Goal of the exercise:
Arrange the lines of the items below as a numbered list, leaving out any blank lines. Start with the line that contains "Could you spot the dense" and continue through the end of the items.

--- Begin Exercise material ---

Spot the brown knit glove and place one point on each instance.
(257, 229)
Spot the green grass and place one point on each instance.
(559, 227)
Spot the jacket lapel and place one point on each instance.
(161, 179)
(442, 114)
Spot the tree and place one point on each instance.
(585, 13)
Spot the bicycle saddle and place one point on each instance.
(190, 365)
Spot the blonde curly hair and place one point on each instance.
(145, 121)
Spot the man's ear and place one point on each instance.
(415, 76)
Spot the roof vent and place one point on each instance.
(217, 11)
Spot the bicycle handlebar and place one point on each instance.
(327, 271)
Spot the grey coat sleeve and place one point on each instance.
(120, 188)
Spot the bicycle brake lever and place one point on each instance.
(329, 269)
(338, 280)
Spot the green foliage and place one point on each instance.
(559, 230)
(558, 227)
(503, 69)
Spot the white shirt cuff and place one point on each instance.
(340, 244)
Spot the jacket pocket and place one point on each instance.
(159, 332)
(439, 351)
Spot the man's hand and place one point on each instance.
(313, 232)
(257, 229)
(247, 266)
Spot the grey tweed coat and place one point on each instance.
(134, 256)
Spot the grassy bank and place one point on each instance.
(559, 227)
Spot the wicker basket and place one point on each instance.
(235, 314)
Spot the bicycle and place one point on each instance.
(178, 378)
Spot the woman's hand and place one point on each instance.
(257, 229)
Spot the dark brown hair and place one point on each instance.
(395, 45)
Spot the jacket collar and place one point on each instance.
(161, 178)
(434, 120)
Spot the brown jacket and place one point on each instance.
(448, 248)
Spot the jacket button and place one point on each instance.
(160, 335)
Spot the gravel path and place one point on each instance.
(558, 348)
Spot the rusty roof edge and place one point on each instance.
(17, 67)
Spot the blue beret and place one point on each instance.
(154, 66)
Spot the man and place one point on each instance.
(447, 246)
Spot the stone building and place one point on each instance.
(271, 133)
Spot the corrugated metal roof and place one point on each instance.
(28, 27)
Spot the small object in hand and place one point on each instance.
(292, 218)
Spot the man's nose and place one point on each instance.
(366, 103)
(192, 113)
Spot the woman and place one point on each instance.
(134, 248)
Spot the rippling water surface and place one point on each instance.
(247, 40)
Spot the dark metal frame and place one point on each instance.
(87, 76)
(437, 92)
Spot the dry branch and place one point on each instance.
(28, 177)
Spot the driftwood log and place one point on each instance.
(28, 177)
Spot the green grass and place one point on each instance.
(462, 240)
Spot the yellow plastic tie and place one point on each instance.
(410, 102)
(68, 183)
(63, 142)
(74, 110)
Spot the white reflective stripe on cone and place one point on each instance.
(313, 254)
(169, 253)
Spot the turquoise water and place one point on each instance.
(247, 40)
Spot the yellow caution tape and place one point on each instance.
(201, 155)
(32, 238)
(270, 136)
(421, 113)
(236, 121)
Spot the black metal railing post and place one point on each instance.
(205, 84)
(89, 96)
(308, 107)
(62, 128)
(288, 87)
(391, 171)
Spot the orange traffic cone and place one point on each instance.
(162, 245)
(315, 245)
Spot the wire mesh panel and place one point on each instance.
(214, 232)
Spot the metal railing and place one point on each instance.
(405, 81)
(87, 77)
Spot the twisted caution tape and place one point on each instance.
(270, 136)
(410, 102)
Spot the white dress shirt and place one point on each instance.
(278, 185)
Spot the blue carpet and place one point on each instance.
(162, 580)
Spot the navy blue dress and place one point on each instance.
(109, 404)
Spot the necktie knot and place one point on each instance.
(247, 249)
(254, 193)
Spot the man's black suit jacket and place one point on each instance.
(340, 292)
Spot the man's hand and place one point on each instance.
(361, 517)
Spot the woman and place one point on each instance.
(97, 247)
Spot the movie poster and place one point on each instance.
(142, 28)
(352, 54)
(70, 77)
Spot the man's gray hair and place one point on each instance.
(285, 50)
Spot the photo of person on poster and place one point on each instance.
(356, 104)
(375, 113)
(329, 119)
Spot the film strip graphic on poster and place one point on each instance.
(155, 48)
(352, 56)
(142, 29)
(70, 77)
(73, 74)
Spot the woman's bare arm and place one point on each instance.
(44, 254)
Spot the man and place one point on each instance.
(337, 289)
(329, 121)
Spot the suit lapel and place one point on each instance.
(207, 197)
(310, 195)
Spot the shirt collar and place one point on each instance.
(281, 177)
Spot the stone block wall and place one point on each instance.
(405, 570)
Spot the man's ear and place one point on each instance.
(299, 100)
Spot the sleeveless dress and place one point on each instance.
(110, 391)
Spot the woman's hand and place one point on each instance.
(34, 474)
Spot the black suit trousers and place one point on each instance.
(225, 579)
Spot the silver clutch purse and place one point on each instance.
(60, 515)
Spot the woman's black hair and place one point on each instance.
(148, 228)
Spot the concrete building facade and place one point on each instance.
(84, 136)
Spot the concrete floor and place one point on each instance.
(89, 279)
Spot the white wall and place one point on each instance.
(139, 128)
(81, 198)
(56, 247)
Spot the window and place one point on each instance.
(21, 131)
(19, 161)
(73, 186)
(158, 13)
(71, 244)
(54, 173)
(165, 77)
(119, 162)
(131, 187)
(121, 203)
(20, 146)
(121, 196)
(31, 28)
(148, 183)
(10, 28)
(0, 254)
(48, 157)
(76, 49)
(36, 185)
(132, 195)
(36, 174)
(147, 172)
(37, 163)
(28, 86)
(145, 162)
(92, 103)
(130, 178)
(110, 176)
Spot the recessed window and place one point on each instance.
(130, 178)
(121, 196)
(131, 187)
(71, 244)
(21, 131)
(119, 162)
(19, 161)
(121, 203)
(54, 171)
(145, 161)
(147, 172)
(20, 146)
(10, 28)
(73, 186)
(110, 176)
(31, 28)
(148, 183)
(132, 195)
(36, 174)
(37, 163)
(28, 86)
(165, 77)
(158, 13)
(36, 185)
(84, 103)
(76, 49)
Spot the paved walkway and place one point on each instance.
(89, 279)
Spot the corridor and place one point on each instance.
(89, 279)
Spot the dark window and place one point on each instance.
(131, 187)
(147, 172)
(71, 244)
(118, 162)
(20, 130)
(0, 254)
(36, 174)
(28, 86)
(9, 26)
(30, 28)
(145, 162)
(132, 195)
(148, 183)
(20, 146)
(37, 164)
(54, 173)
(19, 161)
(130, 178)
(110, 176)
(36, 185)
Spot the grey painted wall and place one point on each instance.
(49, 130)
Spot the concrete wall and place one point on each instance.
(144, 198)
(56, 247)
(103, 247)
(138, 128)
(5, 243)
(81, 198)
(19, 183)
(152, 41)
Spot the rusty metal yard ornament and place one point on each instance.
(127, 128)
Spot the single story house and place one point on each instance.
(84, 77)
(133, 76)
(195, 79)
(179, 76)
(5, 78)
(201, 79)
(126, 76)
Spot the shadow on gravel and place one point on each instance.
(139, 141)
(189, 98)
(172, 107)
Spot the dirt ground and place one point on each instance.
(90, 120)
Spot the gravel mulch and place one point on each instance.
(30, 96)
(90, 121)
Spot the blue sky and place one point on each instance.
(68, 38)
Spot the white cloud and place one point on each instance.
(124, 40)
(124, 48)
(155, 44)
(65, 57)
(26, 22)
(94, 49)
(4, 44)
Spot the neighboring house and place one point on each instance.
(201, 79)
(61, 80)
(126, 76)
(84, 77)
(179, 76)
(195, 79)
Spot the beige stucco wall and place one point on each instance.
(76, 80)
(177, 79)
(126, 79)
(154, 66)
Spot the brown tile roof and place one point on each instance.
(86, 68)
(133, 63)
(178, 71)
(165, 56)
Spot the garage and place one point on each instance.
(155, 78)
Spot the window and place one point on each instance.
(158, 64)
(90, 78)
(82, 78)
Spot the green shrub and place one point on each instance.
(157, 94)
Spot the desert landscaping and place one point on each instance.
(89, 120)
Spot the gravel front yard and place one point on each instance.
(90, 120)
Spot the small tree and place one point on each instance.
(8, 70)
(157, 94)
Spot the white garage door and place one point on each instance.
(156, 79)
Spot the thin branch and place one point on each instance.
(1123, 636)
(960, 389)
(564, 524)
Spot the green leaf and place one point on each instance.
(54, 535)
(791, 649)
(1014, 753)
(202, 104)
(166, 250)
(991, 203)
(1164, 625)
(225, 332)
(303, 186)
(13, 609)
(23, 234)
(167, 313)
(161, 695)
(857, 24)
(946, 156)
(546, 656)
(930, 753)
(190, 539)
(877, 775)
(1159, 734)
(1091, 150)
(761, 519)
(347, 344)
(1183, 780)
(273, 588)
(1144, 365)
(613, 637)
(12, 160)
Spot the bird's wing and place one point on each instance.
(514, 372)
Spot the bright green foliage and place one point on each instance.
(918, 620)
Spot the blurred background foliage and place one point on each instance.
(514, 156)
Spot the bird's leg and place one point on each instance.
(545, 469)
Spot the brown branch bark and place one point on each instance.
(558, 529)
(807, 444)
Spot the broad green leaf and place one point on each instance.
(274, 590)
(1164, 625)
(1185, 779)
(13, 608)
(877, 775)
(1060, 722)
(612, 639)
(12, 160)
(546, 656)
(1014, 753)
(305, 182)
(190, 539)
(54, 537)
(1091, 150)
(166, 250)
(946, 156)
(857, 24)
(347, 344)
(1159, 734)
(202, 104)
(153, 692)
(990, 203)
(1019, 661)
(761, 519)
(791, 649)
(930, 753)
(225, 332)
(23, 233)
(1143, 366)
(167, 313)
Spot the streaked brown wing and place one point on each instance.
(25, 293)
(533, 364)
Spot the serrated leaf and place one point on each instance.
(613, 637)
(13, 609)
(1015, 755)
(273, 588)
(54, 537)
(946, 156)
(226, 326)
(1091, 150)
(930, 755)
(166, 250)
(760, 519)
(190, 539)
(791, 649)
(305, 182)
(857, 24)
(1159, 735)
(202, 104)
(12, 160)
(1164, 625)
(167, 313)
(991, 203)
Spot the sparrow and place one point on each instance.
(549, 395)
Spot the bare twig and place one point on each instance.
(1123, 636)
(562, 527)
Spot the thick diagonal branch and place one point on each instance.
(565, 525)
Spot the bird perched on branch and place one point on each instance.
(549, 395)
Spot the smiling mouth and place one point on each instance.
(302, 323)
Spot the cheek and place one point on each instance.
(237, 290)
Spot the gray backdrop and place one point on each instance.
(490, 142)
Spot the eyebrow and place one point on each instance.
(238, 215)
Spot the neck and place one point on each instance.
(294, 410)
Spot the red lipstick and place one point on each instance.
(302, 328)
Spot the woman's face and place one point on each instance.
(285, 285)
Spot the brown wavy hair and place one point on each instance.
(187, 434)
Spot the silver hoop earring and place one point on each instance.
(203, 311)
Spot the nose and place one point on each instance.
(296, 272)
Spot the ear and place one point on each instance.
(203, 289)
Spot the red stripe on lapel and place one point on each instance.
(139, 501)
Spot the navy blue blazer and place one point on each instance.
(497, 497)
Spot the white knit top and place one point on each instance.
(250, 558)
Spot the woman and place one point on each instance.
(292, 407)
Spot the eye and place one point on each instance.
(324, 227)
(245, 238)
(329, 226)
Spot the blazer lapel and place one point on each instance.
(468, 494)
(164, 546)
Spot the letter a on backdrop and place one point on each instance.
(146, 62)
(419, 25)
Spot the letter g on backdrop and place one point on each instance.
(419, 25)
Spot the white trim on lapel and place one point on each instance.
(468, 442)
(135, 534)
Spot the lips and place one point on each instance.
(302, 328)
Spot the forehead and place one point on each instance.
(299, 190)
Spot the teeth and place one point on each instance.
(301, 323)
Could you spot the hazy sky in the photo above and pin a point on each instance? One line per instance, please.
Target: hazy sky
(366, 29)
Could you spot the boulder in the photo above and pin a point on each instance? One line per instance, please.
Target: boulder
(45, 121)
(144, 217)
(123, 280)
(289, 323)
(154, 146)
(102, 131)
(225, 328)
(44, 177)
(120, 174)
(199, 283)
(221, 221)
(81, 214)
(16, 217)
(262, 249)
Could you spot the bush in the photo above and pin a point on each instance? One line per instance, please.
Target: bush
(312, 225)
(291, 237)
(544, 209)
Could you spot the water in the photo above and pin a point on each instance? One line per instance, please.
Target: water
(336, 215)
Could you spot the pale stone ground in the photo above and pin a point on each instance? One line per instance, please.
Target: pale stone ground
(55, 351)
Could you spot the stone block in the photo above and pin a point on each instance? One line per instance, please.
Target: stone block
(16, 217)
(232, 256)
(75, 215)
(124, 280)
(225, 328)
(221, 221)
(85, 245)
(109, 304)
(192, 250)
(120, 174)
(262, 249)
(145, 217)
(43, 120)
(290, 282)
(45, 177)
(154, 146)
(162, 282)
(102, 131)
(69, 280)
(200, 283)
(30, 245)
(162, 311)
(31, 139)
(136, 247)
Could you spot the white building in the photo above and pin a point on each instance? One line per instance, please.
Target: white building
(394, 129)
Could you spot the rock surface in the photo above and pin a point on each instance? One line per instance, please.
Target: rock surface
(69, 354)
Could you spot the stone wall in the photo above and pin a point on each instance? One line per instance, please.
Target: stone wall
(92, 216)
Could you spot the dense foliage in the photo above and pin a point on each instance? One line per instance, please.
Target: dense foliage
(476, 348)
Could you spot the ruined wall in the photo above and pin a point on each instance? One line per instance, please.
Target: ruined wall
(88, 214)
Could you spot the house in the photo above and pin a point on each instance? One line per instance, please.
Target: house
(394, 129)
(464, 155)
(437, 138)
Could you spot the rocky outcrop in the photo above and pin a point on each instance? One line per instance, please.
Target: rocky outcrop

--- End Exercise material ---

Output of the task:
1. Could you spot the dense foliage in the photo above and pin a point on each instance? One line per instance, please.
2. Target: dense foliage
3. (476, 348)
4. Could you spot the ruined wall in the photo above and pin a point on each instance? One line per instance, please.
5. Target: ruined wall
6. (88, 214)
7. Could you spot the house in the photo above and pin a point on each instance? One line per instance, please.
8. Target: house
9. (394, 129)
10. (464, 155)
11. (437, 138)
12. Could you spot the rocky outcrop in the photo above and pin a point on each instance? One line per instance, please.
13. Target: rocky outcrop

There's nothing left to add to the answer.